Stored items from a collection:
^^^^^^^^^^^^^^^^

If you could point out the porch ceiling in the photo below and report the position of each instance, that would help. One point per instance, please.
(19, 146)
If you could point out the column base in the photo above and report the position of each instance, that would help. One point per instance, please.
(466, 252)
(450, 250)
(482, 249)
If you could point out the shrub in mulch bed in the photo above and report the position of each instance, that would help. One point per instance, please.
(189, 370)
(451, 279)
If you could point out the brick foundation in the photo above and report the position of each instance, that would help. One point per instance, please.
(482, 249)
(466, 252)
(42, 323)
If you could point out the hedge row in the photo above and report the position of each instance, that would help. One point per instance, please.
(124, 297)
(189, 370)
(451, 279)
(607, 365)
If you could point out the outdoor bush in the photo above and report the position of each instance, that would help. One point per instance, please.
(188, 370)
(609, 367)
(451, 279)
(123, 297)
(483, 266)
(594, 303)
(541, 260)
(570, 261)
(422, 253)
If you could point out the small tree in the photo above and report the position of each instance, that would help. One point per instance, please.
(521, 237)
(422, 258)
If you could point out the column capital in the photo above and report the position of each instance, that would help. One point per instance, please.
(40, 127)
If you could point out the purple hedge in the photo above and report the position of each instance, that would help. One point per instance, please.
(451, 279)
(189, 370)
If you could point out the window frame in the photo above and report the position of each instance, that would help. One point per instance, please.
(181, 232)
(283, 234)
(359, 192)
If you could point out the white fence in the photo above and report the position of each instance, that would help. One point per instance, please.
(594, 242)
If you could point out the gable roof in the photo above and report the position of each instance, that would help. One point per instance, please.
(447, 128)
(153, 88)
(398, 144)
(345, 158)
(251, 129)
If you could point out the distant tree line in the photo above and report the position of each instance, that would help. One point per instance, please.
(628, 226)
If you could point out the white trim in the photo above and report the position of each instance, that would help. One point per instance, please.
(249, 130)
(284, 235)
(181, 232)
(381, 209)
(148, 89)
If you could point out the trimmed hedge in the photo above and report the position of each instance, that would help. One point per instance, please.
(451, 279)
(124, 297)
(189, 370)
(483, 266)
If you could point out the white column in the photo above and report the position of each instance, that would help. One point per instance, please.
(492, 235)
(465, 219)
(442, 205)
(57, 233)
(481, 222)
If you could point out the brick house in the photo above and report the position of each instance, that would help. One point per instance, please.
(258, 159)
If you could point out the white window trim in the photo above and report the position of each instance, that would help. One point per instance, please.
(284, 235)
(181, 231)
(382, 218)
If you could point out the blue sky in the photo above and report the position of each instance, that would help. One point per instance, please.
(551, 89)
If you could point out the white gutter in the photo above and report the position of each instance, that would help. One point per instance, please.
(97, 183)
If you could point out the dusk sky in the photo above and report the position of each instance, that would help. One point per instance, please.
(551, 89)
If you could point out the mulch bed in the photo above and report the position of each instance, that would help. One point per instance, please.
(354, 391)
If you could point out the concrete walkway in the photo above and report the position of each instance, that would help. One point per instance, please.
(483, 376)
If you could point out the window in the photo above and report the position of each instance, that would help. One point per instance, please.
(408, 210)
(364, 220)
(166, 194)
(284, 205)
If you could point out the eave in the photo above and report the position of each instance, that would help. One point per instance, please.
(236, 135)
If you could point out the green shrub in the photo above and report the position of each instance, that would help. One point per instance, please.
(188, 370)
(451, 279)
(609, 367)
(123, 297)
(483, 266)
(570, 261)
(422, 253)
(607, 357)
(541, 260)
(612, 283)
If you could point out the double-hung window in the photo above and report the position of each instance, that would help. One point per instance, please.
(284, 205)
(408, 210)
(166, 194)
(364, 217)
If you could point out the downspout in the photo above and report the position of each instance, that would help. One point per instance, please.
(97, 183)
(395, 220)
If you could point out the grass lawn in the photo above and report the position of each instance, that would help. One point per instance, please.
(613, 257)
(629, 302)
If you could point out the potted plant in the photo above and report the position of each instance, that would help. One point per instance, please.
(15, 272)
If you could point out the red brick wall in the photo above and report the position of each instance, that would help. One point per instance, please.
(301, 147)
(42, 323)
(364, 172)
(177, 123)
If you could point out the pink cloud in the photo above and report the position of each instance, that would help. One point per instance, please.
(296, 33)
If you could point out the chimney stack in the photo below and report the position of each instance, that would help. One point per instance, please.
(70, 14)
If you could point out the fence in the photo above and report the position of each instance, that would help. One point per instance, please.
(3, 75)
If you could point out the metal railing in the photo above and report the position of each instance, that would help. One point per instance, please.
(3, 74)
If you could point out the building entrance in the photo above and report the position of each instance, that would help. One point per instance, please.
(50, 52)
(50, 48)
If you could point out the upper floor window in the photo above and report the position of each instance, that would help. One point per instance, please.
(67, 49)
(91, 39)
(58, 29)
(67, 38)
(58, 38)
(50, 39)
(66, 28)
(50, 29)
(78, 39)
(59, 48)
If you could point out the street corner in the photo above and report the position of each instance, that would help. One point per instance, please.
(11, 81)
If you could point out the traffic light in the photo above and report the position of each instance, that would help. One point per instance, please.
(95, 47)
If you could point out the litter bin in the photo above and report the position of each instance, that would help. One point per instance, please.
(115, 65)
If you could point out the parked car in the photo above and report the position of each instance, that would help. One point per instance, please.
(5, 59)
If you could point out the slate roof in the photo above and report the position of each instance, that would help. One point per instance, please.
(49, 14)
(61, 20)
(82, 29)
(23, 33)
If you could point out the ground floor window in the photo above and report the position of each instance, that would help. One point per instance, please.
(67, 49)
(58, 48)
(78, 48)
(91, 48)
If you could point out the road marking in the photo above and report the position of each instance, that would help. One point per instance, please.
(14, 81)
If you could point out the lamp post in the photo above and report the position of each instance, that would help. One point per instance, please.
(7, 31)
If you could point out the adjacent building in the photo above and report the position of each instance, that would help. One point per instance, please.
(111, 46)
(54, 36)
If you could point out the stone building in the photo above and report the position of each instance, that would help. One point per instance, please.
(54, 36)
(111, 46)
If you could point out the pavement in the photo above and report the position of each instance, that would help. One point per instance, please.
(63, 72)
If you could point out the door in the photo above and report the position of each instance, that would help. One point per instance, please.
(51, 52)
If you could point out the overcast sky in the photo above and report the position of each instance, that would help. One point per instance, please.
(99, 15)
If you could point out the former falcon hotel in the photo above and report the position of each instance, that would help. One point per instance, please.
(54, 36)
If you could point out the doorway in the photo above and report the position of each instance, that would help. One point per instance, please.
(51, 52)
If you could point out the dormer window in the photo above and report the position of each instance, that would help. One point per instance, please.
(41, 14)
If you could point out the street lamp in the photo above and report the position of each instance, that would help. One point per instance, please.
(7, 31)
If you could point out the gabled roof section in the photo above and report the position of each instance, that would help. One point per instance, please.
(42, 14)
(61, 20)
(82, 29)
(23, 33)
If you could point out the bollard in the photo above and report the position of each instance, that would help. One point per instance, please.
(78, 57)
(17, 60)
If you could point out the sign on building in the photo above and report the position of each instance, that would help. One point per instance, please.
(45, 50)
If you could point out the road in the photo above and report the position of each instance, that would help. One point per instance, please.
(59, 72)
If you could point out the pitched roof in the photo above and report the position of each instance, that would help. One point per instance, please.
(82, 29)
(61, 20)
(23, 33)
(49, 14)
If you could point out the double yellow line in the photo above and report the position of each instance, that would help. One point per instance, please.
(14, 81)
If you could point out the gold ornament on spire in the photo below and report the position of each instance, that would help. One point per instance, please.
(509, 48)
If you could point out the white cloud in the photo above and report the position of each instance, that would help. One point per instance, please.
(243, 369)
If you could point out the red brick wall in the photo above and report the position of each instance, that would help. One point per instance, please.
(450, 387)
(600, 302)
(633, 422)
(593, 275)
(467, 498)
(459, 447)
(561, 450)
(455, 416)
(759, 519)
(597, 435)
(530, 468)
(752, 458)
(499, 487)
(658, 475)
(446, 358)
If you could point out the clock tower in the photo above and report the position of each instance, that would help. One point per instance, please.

^^^^^^^^^^^^^^^^

All of the entries above must be quoted exactly.

If you could point out the porch ceiling in the photo below and report the position of each instance, that would help. One point per instance, please.
(19, 146)
If you could point out the column base in the photo above and report the position of each instance, that would help. One point per instance, please.
(466, 252)
(450, 250)
(482, 249)
If you could point out the shrub in mulch bed in the photo above and report the position of each instance, that would help. One point per instance, please.
(189, 370)
(451, 279)
If you could point out the brick foundation in the photo above and report the position of each instance, that would help. One point per instance, please.
(482, 249)
(466, 252)
(42, 323)
If you could point out the hedge row in the photo above and report the position of each instance, that would help. One point per instance, please.
(124, 297)
(189, 370)
(451, 279)
(607, 365)
If you could point out the outdoor bush in the photo above and report the position of each instance, that would help. One point per instance, please.
(188, 370)
(609, 367)
(451, 279)
(123, 297)
(483, 266)
(594, 303)
(541, 260)
(570, 261)
(422, 253)
If you could point out the small tree in the photo above and report the position of each instance, that would help. One point per instance, please.
(521, 237)
(422, 258)
If you could point out the column capital in the photo above and report the position of each instance, that would help. One point per instance, please.
(40, 127)
If you could point out the purple hedge in the photo above and report the position of each instance, that would help. One point per instance, please.
(451, 279)
(189, 370)
If you could point out the window frame in the photo above and report the position of each instance, that would help. One point per instance, please.
(181, 232)
(283, 234)
(359, 192)
If you could point out the white fence in the photo above and report the position of each instance, that would help. One point per instance, please.
(594, 242)
If you could point out the gable roof in the photo above and report the position of each instance, that would help. One point per instance, please.
(447, 128)
(153, 88)
(398, 144)
(345, 158)
(251, 129)
If you could point out the distant tree line in the photo above and report the position of each instance, that would help. One point per instance, please.
(628, 226)
If you could point out the white trim in the photo above and report the position of each instance, that would help. One point per instance, please.
(249, 130)
(284, 235)
(181, 232)
(381, 209)
(148, 89)
If you could point out the trimmed hedge in the photo above and report the position of each instance, that would help. One point per instance, please.
(451, 279)
(124, 297)
(189, 370)
(483, 266)
If you could point out the white column in the photo above and report the position of each instance, that would help. One point per instance, please.
(492, 235)
(465, 219)
(442, 205)
(57, 233)
(481, 222)
If you could point out the brick house in the photo above and report the position of each instance, that would help. One point per instance, please.
(258, 159)
If you could point out the white window trim in the photo above and report the position of each instance, that would help. One point per instance, please.
(284, 235)
(181, 231)
(382, 218)
If you could point out the blue sky in the photo above and report the position of each instance, that would help. One point per instance, please.
(551, 89)
If you could point out the white gutter in the photo above and report the position of each instance, that would help. One point per instance, please.
(97, 183)
If you could point out the dusk sky in the photo above and report the position of each instance, that would help. One point per instance, please.
(551, 89)
If you could point out the mulch bed in the photo above and report the position of each instance, that would help. One point per instance, please.
(354, 391)
If you could point out the concrete walkway in the photo above and report the position of each instance, that would help. One point per instance, please.
(483, 376)
If you could point out the window in the photo above and report the position of each instance, that would help. One point per instance, please.
(408, 210)
(364, 220)
(166, 194)
(284, 205)
If you could point out the eave in the photo above and report the position of each instance, that would help. One point per instance, please.
(236, 135)
If you could point out the green shrub in the photo above and report the position of each instance, that would help. One point per instance, please.
(188, 370)
(451, 279)
(609, 367)
(123, 297)
(483, 266)
(570, 261)
(422, 253)
(607, 357)
(541, 260)
(612, 283)
If you could point out the double-hung window in the photo above and report the position of each instance, that would help. One point per instance, please.
(284, 205)
(408, 210)
(166, 194)
(364, 217)
If you could point out the downspout in the photo above and report the position of each instance, that would help. One point per instance, please.
(97, 183)
(395, 220)
If you could point out the grass lawn in the photo above and report the position of each instance, that would help. One point per instance, please.
(613, 257)
(629, 302)
If you could point out the potted plant in the photo above and report the position of each instance, that would help. One point per instance, please.
(15, 272)
If you could point out the red brick wall in the photo above and report the position of each instance, that would help. One point per instance, please.
(301, 147)
(42, 323)
(364, 172)
(177, 123)
If you could point out the pink cloud in the photo above and report the position of each instance, that would help. One point per instance, please.
(296, 33)
If you could point out the chimney stack in the photo below and report the position of each instance, that would help. One point per instance, please.
(70, 14)
If you could point out the fence in the photo above and report the position of each instance, that would help. One point per instance, please.
(3, 75)
If you could point out the metal railing in the photo above and report the position of each instance, that would help. One point per instance, please.
(3, 74)
If you could point out the building entrance in the photo above and report the position of each instance, that would help. One point per instance, please.
(50, 52)
(50, 48)
If you could point out the upper floor window in the photo above and report the position of each instance, that would help. One point per instance, please.
(67, 49)
(91, 39)
(58, 29)
(67, 38)
(58, 38)
(50, 39)
(66, 28)
(50, 29)
(78, 39)
(59, 48)
If you could point out the street corner in the photo above and report the position of each instance, that would help. One point per instance, please.
(11, 81)
If you could point out the traffic light in the photo above and report the position of each instance, that would help. One point per instance, please.
(95, 47)
If you could point out the litter bin in the photo above and report the position of each instance, that would help. One point per instance, please.
(115, 65)
If you could point out the parked car in the photo above and report the position of each instance, that would help. One point per instance, please.
(5, 59)
If you could point out the slate roof in the photo above and report the position of each instance, that would help. One point per instance, please.
(49, 14)
(61, 20)
(82, 29)
(23, 33)
If you could point out the ground floor window in the photo above and report the position of each instance, that would help. One point per instance, please.
(67, 49)
(58, 48)
(78, 48)
(91, 48)
If you could point out the road marking in the photo above and report the position of each instance, that would help. One point per instance, please.
(14, 81)
If you could point out the lamp post in the photo above and report the position of each instance, that would help. One point per instance, please.
(7, 31)
If you could point out the adjacent building in the photo above and report the position of each instance, that would help. One point per instance, please.
(111, 46)
(54, 36)
If you could point out the stone building in the photo above and report the position of each instance, that would help. One point per instance, please.
(54, 36)
(111, 46)
If you could point out the pavement in the photo above and report the position of each instance, that would help. One point per instance, please.
(63, 72)
If you could point out the door in the photo above and report the position of each instance, that would help. One point per instance, please.
(51, 52)
If you could point out the overcast sky in the photo above and report the position of each instance, that would help. One point per instance, please.
(99, 15)
If you could point out the former falcon hotel in the photo above and report the position of each instance, that would help. One point per instance, please.
(54, 36)
If you could point out the doorway in the photo above and report the position of each instance, that would help. One point per instance, please.
(51, 52)
If you could point out the dormer window in the photo above and report the position of each instance, that would help. One point per instance, please.
(41, 14)
If you could point out the street lamp in the photo above and report the position of each instance, that would help. One point per instance, please.
(7, 31)
If you could point out the gabled roof section in the photo above and report the position of each instance, that would help. One point per instance, please.
(42, 14)
(61, 20)
(82, 29)
(23, 33)
If you could point out the bollard in the photo above and report the position of each instance, that would help. One point per instance, please.
(78, 57)
(17, 60)
If you could point out the sign on building in the photo above and report the position of each instance, that would help. One point per instance, please.
(45, 50)
If you could point out the road in the photo above and report the position of each instance, that would help. One point per instance, please.
(59, 72)
If you could point out the pitched roof in the photo above and report the position of each instance, that would help. One point per instance, please.
(82, 29)
(61, 20)
(23, 33)
(49, 14)
If you could point out the double yellow line in the photo above and report the position of each instance, that would help. One point per instance, please.
(14, 81)
If you could point out the gold ornament on spire in the photo below and report the position of each instance, that would help. One point per instance, please.
(509, 48)
If you could point out the white cloud in the photo above and report the position of each instance, that would help. One point per instance, please.
(243, 369)
If you could point out the red brick wall in the photo above and report the position of each instance, that would help. One point per instance, please.
(450, 387)
(600, 302)
(633, 422)
(593, 275)
(467, 498)
(459, 447)
(561, 450)
(455, 416)
(759, 519)
(597, 435)
(530, 468)
(752, 458)
(499, 487)
(658, 475)
(446, 358)
If you could point out the clock tower in the photo above and report the position of each instance, that would help. One point per instance, please.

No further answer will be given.